For example, in in the ArrayExpress Archive, experiments and array designs are given unique accession numbers in the format of E-XXXX-n for experiments and A-XXXX-n for array designs. XXXX is a four letter code indicating the course of submission and n is a number e.g. E-MEXP-568. Some experiments also have secondary accession numbers.
In the UniProt database, proteins have unique UniProt Accession Numbers (e.g. P04637) and UniProt Protein ID's (e.g. P53_HUMAN). Uniprot accessions are unique to specific protein isoforms in specific species, and are used as the standard method for uniquely referencing a protein in EBI resources. Uniprot accessions cross-link the entries in various UniProt databases. Most often, researchers will find it useful to follow the Uniprot accession back to an entry in UniProtKB/Swiss-Prot to view a curated summary of known information about that protein.
There is a 'ID Mapping' Tool on the UniProt homepage which can be useful for converting Accession Numbers to corresponding idenfiers in other databases.

**Questions on the material**
1) Update the stretch of the accession-number text from "For example, in" through "about that protein.", putting "reviewed" in place of "curated".
2) According to the accession-number text, which tool on the UniProt homepage can convert Accession Numbers to matching identifiers in other databases?
Nothing in the listing matters here.

**Given material**

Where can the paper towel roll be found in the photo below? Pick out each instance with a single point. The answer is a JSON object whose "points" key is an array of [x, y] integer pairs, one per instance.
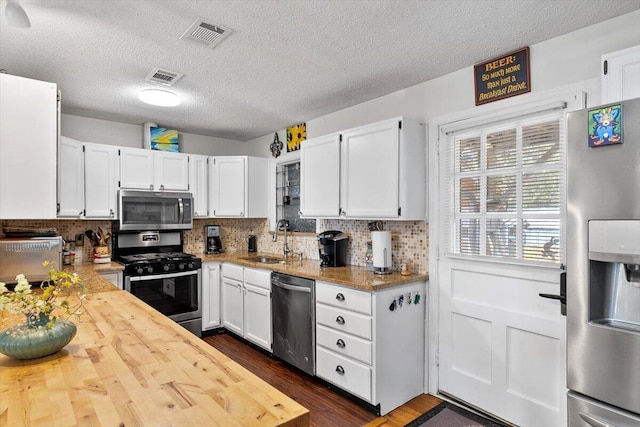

**Answers for the exercise**
1)
For example, in in the ArrayExpress Archive, experiments and array designs are given unique accession numbers in the format of E-XXXX-n for experiments and A-XXXX-n for array designs. XXXX is a four letter code indicating the course of submission and n is a number e.g. E-MEXP-568. Some experiments also have secondary accession numbers.
In the UniProt database, proteins have unique UniProt Accession Numbers (e.g. P04637) and UniProt Protein ID's (e.g. P53_HUMAN). Uniprot accessions are unique to specific protein isoforms in specific species, and are used as the standard method for uniquely referencing a protein in EBI resources. Uniprot accessions cross-link the entries in various UniProt databases. Most often, researchers will find it useful to follow the Uniprot accession back to an entry in UniProtKB/Swiss-Prot to view a reviewed summary of known information about that protein.

2) The 'ID Mapping' Tool